→ **Supplied text**
═══
ActiveRecord connection pool management

Hi, just a small question on the way connections are managed in ActiveRecord.

From the best I can gather reading the code (and based on behaviour), ActiveRecord will check a connection out of the pool the first time a thread asks for one, then that thread will continue to hang on to the connection until it is closed. What is the reasoning behind this approach as opposed to checking out a connection for each DB operation and letting go of it once the operation is completed?

My team has had a couple of issues with this (leading to us needing to use a connection pool equal to the number of threads being used by our server, which is not really a big problem, but feels a bit counter-intuitive). This post is on much the same subject. I’m really just curious about the way this works.

1 Like

Hi, just a small question on the way connections are managed in ActiveRecord.

From the best I can gather reading the code (and based on behaviour), ActiveRecord will check a connection out of the pool the first time a thread asks for one, then that thread will continue to hang on to the connection until it is closed. What is the reasoning behind this approach as opposed to checking out a connection for each DB operation and letting go of it once the operation is completed?

Constantly checking out a connection then checking it back in seems like it would cause a performance bottleneck. The assumption is that lock contention will become the bottleneck if we have to constantly check in / check out connections. The other side of that is it will cause more complexity throughout AR as we'll have to change every place that touches the connection.

Doing it once per thread, and giving the user control over checking in connections (see `release_connection` on the connection pool) seemed like a good compromise for performance and code complexity.

My team has had a couple of issues with this (leading to us needing to use a connection pool equal to the number of threads being used by our server, which is not really a big problem, but feels a bit counter-intuitive).

Is it counter-intuitive? If you're doing database intensive work, then you'd probably want the same number of connections as you have request threads in order to maximize throughput, otherwise you'll still be blocking other requests at some point (see Amdahl's law).

This pos <https://groups.google.com/d/msg/rubyonrails-core/Z4eiyPnGjwk/21a5KSL_YlIJ&gt;t is on much the same subject. I'm really just curious about the way this works.

If we can prove that the concerns above are unwarranted, then it would be fine to change.

Is it counter-intuitive? If you’re doing database intensive work, then

you’d probably want the same number of connections as you have request

threads in order to maximize throughput, otherwise you’ll still be

blocking other requests at some point (see Amdahl’s law).
═══
→ **Data**
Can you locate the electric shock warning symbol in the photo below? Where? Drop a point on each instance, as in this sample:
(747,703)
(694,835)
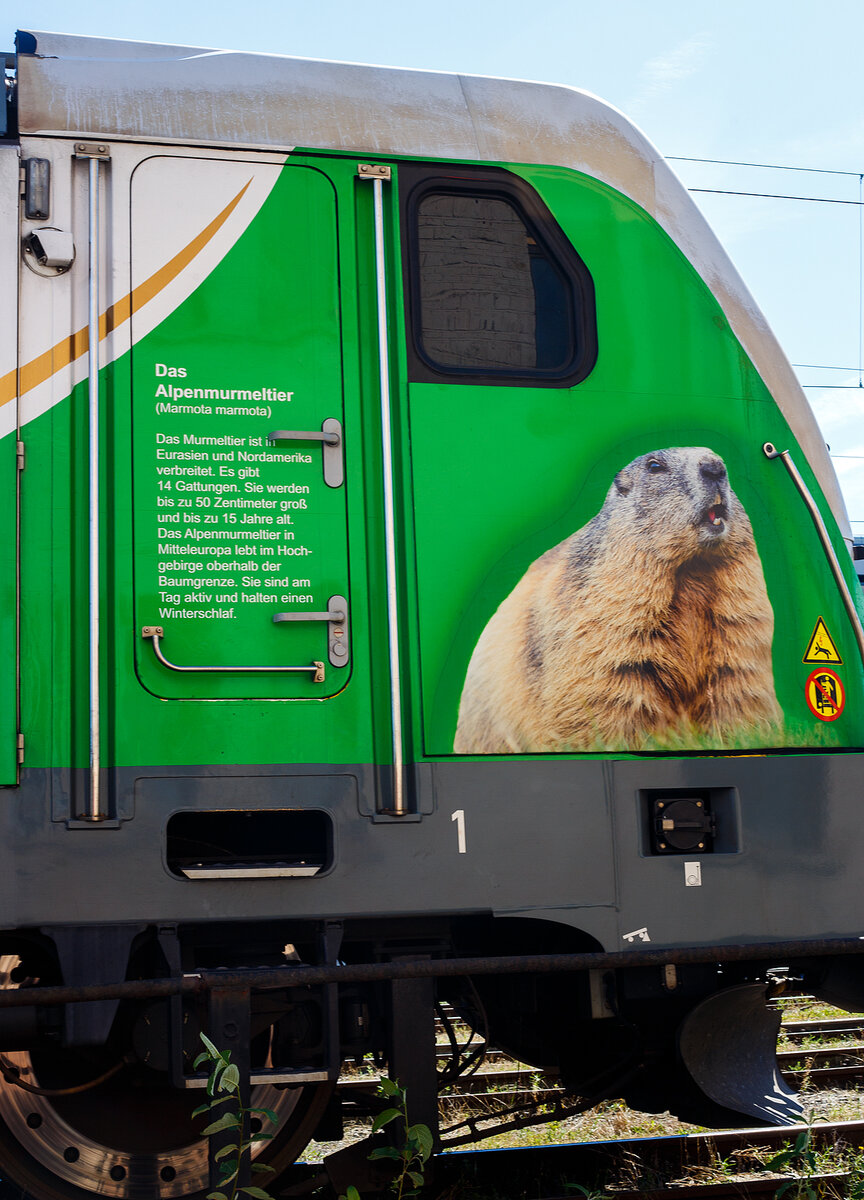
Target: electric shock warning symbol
═══
→ **Exercise set**
A – Copy out the part of the ActiveRecord connection pool thread from "you’d probably want" to "(see Amdahl’s law).", word for word.
B – In the ActiveRecord connection pool thread, which connection pool method is named as giving the user control over checking connections back in?
C – Extend the ActiveRecord connection pool thread, picking up after its final sentence.

→ **Answers provided**
A –
you’d probably want the same number of connections as you have request

threads in order to maximize throughput, otherwise you’ll still be

blocking other requests at some point (see Amdahl’s law).

B – `release_connection`

C –
Yes, in case you’re doing heavy database work you certainly want to have enough connections available to avoid contention. In our case, we had a couple of short database transactions wrapped around other computational work, including a call to an external service (we know). The thing we found counter-intuitive was that when the external call got slow (as they always do), we started being unable to checkout database connections. Not a particularly common or desirable use-case, I know, and I now get that we can work around this by manually checking out connections, so that part is good.

I’m certainly not suggesting that optimising for the above case is a good idea; like I said, I was just interested. I don’t really come from a web or Ruby background, I’m used to resource sharing systems either forcing you to explicitly checkout/checkin manually or automatically checkout/checkin when you request the resource. I guess threads in web are pretty short lived so it wouldn’t normally be an issue.

> Constantly checking out a connection then checking it back in seems like > it would cause a performance bottleneck. The assumption is that lock > contention will become the bottleneck if we have to constantly check in > / check out connections. >

I dunno, it feels to me like under normal circumstances you'd not see any *more* lock contention. I would *guess* that under the current scheme, the first few web transactions would be fast (no locking at all), but after that you'd end up waiting on average about the same amount of time (since each thread has to wait for a connection before it can get started

I don't really follow. If you have 5 request threads, and 5 connections available, no request thread will contend on a lock for a connection (unless you are using threads, which means you'd have 1 + new threads.count connections used, which I said is off the beaten path).

and then needs to do *all* its operations before it checks it back in). I'm curious, I'll see if I can mock something up to test this using the existing checkout/checkin functionality.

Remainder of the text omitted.